Copy word for word every line between the line holding "Target: white plastic box" and the line holding "(340, 422), (356, 437)", inclusive.

━━━━━ Data to use

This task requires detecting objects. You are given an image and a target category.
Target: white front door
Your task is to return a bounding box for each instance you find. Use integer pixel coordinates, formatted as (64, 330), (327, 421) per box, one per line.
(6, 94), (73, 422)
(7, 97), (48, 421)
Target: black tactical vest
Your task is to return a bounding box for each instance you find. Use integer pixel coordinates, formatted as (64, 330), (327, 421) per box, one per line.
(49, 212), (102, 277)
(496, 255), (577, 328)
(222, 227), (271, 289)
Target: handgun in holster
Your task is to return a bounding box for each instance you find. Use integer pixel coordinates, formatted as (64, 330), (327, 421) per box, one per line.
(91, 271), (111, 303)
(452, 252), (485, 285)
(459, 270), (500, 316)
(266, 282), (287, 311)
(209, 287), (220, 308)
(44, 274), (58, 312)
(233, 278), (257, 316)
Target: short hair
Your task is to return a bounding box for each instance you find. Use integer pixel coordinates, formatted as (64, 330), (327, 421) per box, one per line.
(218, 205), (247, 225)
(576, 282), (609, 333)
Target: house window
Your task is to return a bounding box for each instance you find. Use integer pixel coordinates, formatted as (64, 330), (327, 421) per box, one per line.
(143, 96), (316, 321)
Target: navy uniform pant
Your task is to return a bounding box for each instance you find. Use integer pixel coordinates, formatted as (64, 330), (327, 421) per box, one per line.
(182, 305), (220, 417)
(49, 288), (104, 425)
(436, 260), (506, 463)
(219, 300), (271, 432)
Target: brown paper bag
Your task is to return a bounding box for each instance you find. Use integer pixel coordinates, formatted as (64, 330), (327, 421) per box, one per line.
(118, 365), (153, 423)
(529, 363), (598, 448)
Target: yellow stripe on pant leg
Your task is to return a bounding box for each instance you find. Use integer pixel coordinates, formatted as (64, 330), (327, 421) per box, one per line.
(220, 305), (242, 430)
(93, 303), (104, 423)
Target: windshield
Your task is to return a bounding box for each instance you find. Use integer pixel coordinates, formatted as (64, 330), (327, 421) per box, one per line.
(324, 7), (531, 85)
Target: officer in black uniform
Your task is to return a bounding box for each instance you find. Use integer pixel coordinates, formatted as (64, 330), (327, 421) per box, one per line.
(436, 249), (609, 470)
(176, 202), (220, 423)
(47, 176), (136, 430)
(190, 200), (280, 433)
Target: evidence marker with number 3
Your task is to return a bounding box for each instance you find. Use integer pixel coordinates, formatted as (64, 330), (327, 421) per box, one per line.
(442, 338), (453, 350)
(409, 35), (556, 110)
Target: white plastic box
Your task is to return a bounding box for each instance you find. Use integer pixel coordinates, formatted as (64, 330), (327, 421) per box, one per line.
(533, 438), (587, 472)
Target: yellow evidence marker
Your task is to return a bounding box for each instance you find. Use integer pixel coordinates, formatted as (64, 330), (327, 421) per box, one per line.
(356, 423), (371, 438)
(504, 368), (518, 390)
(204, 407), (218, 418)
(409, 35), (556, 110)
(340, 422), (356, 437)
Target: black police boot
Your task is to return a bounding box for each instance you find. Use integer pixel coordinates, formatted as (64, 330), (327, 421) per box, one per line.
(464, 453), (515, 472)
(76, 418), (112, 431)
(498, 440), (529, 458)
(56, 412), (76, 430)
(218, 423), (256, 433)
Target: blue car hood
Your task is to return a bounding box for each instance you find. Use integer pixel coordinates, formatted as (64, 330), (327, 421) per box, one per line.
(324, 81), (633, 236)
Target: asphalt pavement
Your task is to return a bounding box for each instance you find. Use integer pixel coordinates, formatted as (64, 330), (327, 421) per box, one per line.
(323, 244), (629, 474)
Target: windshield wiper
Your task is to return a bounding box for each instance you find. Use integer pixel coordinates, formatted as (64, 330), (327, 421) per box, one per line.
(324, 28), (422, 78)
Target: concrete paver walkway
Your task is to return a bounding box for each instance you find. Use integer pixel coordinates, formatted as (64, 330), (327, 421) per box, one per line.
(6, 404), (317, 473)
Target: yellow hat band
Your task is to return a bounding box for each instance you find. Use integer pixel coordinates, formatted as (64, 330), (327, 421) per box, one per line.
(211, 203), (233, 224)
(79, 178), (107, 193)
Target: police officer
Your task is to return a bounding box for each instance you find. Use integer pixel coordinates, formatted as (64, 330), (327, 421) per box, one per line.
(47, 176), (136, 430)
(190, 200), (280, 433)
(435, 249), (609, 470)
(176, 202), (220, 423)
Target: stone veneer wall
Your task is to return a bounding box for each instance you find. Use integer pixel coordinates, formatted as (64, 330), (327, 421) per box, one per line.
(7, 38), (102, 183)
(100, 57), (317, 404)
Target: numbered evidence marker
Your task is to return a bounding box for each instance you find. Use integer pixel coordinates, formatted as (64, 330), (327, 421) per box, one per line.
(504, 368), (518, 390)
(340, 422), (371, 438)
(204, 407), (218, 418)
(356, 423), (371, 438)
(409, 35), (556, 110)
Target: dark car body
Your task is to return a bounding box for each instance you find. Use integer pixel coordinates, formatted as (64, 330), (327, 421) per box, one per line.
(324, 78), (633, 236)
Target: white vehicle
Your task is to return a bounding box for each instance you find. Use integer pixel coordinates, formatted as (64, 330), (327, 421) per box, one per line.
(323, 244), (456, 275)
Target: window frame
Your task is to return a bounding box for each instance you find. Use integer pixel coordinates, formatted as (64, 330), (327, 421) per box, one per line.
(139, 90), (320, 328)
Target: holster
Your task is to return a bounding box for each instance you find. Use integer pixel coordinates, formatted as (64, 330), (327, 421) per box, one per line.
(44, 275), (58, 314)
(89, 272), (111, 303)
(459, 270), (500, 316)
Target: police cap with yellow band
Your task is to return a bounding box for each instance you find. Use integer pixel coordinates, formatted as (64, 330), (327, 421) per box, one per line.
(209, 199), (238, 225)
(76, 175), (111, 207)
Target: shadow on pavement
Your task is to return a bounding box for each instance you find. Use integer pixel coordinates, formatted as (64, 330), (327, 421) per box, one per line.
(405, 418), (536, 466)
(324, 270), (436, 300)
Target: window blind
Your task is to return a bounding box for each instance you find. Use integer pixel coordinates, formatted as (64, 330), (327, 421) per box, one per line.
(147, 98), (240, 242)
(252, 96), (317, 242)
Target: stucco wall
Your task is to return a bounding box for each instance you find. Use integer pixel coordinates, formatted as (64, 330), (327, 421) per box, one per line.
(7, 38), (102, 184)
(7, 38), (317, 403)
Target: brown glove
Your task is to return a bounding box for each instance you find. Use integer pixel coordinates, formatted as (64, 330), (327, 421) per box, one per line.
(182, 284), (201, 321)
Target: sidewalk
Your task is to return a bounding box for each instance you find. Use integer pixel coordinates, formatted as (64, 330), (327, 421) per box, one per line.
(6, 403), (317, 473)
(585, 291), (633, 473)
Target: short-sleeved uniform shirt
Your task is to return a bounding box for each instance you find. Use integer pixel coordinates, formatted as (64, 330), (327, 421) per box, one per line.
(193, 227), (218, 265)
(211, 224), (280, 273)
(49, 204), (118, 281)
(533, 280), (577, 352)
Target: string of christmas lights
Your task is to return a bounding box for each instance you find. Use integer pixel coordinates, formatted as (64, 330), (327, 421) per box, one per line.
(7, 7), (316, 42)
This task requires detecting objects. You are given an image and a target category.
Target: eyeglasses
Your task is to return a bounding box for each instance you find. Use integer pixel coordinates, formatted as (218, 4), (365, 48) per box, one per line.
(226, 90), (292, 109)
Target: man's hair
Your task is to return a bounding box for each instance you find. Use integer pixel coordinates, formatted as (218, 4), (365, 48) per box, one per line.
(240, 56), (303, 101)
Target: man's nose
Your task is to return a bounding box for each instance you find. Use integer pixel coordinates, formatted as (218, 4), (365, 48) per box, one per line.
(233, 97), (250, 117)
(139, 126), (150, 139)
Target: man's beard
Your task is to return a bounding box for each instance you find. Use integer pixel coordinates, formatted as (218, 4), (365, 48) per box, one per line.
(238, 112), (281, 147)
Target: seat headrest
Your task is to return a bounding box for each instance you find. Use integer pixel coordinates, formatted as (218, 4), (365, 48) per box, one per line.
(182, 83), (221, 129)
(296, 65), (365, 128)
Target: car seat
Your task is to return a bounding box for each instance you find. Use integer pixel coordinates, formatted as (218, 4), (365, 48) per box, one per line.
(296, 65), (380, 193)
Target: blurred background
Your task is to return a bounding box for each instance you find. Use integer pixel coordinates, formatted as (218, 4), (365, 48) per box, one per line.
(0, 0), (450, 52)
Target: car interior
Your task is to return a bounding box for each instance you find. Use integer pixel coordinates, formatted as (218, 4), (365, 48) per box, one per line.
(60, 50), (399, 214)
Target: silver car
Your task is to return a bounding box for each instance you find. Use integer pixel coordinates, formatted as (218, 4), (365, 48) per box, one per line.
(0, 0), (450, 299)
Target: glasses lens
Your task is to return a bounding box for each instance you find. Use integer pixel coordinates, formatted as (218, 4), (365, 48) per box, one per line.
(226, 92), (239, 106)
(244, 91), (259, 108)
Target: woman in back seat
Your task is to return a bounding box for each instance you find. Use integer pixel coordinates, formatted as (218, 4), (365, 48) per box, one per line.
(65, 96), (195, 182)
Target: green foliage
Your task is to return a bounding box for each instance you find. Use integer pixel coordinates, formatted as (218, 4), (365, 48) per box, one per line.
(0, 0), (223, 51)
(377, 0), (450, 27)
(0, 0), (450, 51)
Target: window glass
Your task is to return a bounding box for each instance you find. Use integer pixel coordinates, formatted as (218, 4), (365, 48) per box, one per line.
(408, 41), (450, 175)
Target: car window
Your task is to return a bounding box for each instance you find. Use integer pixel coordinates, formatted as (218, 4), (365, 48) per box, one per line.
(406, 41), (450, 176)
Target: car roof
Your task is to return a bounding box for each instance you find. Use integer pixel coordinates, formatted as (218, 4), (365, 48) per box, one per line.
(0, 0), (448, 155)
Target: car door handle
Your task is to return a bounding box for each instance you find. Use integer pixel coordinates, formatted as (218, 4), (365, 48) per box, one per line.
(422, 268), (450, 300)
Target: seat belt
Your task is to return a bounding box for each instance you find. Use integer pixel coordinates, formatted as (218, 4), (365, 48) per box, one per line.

━━━━━━━━━━
━━━━━ Data to use

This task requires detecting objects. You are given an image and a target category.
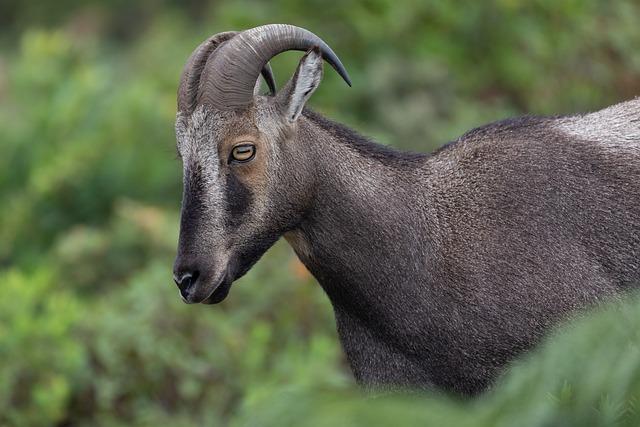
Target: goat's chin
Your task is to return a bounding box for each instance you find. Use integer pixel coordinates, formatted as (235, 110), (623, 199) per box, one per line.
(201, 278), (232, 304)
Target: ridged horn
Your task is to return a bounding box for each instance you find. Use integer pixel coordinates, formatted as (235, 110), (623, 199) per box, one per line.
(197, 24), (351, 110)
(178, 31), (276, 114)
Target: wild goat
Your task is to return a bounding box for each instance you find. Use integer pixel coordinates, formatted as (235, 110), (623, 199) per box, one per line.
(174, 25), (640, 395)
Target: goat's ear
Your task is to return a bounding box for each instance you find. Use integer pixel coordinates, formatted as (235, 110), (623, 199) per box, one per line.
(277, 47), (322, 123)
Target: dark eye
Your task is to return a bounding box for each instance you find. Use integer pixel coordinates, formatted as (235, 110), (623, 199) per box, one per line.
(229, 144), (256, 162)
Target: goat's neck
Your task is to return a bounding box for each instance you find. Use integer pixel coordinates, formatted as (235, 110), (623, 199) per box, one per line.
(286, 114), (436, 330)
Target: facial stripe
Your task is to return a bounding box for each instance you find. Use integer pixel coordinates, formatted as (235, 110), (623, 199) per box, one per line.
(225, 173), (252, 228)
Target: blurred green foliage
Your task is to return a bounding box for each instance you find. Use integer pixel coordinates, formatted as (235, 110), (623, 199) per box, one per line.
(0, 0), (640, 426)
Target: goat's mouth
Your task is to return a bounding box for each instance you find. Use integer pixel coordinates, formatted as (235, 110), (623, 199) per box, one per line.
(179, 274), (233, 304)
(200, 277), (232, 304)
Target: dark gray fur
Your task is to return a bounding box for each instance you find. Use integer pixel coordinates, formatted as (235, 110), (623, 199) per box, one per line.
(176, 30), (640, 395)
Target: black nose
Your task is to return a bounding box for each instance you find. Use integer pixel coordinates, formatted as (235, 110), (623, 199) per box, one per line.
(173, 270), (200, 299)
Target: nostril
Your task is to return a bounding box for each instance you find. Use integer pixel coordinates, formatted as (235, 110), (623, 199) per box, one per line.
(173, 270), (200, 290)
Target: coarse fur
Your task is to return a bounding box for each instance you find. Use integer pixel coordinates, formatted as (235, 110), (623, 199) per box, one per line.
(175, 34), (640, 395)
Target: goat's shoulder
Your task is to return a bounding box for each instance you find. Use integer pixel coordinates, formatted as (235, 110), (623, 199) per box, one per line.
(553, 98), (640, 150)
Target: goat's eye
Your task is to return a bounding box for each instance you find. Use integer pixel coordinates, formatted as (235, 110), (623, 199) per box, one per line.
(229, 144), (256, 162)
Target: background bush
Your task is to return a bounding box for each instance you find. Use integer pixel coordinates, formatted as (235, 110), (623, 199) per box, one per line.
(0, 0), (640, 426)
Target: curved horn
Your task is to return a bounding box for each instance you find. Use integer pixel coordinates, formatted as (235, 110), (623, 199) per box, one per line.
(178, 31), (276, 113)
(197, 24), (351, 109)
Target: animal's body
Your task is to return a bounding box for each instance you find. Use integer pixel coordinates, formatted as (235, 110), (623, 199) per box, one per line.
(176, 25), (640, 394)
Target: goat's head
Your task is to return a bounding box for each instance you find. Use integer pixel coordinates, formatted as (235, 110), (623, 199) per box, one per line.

━━━━━━━━━━

Response to this exercise
Target: white plastic box
Your task is to return a bounding box for each instance you find. Use integer pixel coordinates, formatted as (64, 330), (327, 421) per box, one per line.
(533, 438), (587, 472)
Target: yellow evidence marker
Your task is to return a bounding box for each instance you find. Use integer pixel coordinates, formatted as (64, 330), (327, 421) per box, one per line.
(356, 423), (371, 438)
(504, 368), (518, 390)
(204, 407), (218, 418)
(409, 35), (556, 110)
(340, 422), (356, 437)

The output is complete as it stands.